:: SUPPLIED TEXT ::

4. Morphological Operations¶
Morphological operations process binary (or grayscale) images based on shape. They are essential for cleaning up thresholded masks—removing small noise blobs, filling tiny holes, and separating touching objects.
4.1 Erosion and Dilation¶
Erosion shrinks bright regions: a pixel becomes 1 only if all pixels under the kernel are 1.
Dilation expands bright regions: a pixel becomes 1 if any pixel under the kernel is 1.
import cv2
import numpy as np
import matplotlib.pyplot as plt
# Create a synthetic binary image for demonstration
img = np.zeros((200, 200), dtype=np.uint8)
cv2.circle(img, (60, 60), 30, 255, -1)
cv2.circle(img, (140, 60), 30, 255, -1)
cv2.circle(img, (100, 140), 40, 255, -1)
cv2.rectangle(img, (20, 120), (50, 180), 255, -1)
# Add some noise
noise = np.random.randint(0, 2, img.shape, dtype=np.uint8) * 255
img_noisy = cv2.bitwise_or(img, noise)
# Define a kernel
kernel = np.ones((5, 5), np.uint8)
eroded = cv2.erode(img_noisy, kernel, iterations=1)
dilated = cv2.dilate(img_noisy, kernel, iterations=1)
fig, axes = plt.subplots(1, 3, figsize=(12, 4))
for ax, im, title in zip(axes,
[img_noisy, eroded, dilated],
["Noisy Binary", "Erosion (5×5)", "Dilation (5×5)"]):
ax.imshow(im, cmap="gray")
ax.set_title(title)
ax.axis("off")
plt.tight_layout()
plt.show()
Kernel Variations¶
import cv2
import numpy as np
# Rectangular kernel
kernel_rect = np.ones((5, 5), np.uint8)
# Elliptical kernel
kernel_ellip = cv2.getStructuringElement(cv2.MORPH_ELLIPSE, (5, 5))
# Cross-shaped kernel
kernel_cross = cv2.getStructuringElement(cv2.MORPH_CROSS, (5, 5))
print("Rectangular:\n", kernel_rect)
print("Elliptical:\n", kernel_ellip)
print("Cross:\n", kernel_cross)
4.2 Opening and Closing¶
- Opening = erosion followed by dilation. Removes small bright noise while preserving larger structures.
- Closing = dilation followed by erosion. Fills small dark holes inside bright objects.
import cv2
import numpy as np
import matplotlib.pyplot as plt
img = np.zeros((200, 200), dtype=np.uint8)
cv2.circle(img, (100, 100), 50, 255, -1)
# Add noise and holes
noise = np.random.randint(0, 2, img.shape, dtype=np.uint8) * 255
# Simulate holes by setting random pixels to 0 inside the circle
img_dirty = cv2.bitwise_or(img, noise)
kernel = np.ones((7, 7), np.uint8)
opened = cv2.morphologyEx(img_dirty, cv2.MORPH_OPEN, kernel)

:::
:: SUPPLIED INFORMATION ::

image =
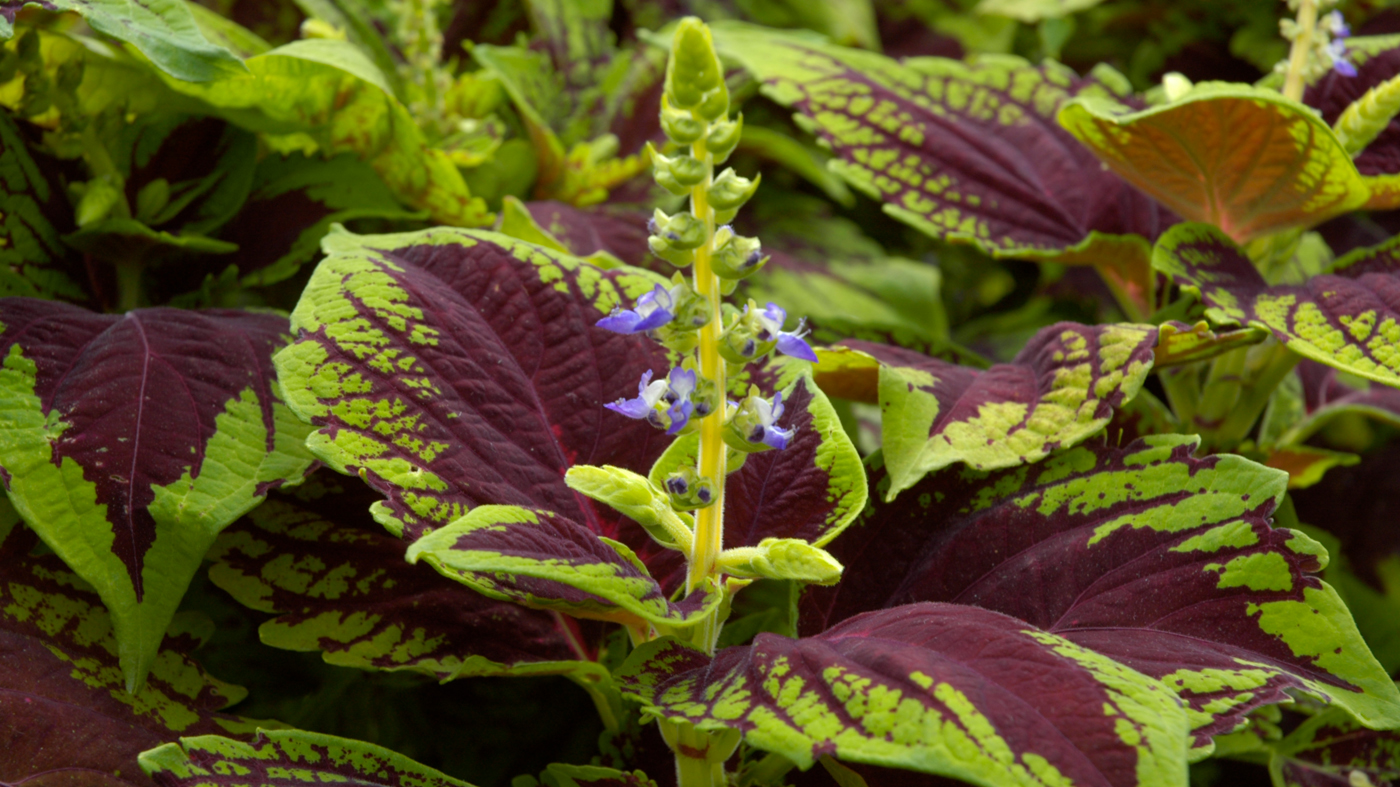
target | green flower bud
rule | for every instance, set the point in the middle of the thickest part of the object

:::
:: SUPPLIED INFORMATION ::

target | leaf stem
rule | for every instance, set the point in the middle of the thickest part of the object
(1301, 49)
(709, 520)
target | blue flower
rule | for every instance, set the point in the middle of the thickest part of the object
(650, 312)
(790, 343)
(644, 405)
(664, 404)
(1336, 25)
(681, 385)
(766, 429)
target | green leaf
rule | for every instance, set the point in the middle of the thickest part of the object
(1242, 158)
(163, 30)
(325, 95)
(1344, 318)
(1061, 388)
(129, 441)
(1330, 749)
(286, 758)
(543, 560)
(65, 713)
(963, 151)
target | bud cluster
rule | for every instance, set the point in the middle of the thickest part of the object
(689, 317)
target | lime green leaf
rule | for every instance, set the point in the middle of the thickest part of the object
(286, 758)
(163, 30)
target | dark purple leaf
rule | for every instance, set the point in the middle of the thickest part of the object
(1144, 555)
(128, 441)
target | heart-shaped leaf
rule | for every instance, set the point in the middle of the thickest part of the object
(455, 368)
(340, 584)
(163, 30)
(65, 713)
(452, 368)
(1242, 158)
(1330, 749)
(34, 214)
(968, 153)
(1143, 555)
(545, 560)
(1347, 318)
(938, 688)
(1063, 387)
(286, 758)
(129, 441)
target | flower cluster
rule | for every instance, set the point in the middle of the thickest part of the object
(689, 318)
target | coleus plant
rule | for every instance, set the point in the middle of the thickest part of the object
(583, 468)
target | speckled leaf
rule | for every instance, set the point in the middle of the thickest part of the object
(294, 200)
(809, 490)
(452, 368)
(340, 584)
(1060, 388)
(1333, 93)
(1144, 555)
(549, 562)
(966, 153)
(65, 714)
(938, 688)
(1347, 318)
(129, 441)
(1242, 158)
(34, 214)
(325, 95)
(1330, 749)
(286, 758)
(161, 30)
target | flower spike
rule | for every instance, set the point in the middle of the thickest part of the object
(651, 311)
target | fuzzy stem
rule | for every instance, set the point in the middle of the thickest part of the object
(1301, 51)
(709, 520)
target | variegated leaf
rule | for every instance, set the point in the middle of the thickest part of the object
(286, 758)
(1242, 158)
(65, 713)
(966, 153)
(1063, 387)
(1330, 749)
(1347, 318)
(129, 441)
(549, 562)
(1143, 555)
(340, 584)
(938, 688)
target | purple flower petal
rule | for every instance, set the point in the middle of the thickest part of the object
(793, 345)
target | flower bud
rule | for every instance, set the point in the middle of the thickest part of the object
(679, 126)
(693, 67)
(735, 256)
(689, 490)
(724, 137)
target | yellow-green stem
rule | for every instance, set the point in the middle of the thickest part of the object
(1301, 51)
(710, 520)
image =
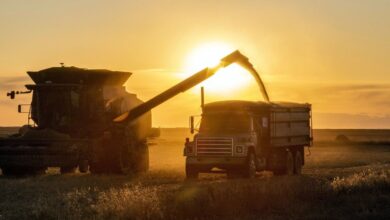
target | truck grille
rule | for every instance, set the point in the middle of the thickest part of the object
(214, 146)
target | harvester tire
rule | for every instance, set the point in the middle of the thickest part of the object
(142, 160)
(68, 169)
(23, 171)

:::
:: SUPPLIED INFORMATION ::

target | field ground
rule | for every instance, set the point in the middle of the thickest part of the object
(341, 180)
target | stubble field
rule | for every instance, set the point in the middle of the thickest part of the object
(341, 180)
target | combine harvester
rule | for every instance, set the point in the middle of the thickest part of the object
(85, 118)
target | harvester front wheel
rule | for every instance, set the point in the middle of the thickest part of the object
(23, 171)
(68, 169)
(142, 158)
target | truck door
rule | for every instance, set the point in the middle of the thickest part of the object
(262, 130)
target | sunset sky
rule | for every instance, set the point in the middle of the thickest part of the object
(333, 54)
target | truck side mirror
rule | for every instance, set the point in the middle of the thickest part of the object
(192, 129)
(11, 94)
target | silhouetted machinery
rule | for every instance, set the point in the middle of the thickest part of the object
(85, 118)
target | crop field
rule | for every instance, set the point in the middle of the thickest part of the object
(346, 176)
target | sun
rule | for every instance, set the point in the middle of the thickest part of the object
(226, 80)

:::

> [THINGS TO DO]:
1. Transcribe the tutorial on morphological operations from "cv2.rectangle(img, (20, 120), (50, 180), 255, -1)" up to and including "kernel = np.ones((5, 5), np.uint8)".
2. Using the tutorial on morphological operations, answer yes or no to each statement below. Support each answer with a word-for-word quotation from the tutorial. (a) In erosion, a pixel becomes 1 if any pixel under the kernel is 1. (b) Closing is dilation followed by erosion. (c) The opening example uses a 5×5 kernel.
3. Write the next part of the tutorial on morphological operations, picking up after its final line.

> [THE REPLIES]:
1.
cv2.rectangle(img, (20, 120), (50, 180), 255, -1)
# Add some noise
noise = np.random.randint(0, 2, img.shape, dtype=np.uint8) * 255
img_noisy = cv2.bitwise_or(img, noise)
# Define a kernel
kernel = np.ones((5, 5), np.uint8)

2.
(a) No: "Erosion shrinks bright regions: a pixel becomes 1 only if all pixels under the kernel are 1."
(b) Yes: "Closing = dilation followed by erosion."
(c) No: "kernel = np.ones((7, 7), np.uint8)"

3.
closed = cv2.morphologyEx(img_dirty, cv2.MORPH_CLOSE, kernel)
fig, axes = plt.subplots(1, 3, figsize=(12, 4))
for ax, im, title in zip(axes,
[img_dirty, opened, closed],
["Dirty Binary", "Opening (noise removal)", "Closing (hole filling)"]):
ax.imshow(im, cmap="gray")
ax.set_title(title)
ax.axis("off")
plt.tight_layout()
plt.show()
4.3 Practical Use: Noise Removal and Hole Filling¶
In robotics, after thresholding a color-detected object, the mask is often noisy. A typical cleanup sequence:
import cv2
import numpy as np
def clean_mask(mask, kernel_size=5, iterations=2):
"""Clean a binary mask using morphological operations."""
kernel = cv2.getStructuringElement(cv2.MORPH_ELLIPSE, (kernel_size, kernel_size))
# Step 1: Remove small noise (opening)
cleaned = cv2.morphologyEx(mask, cv2.MORPH_OPEN, kernel, iterations=iterations)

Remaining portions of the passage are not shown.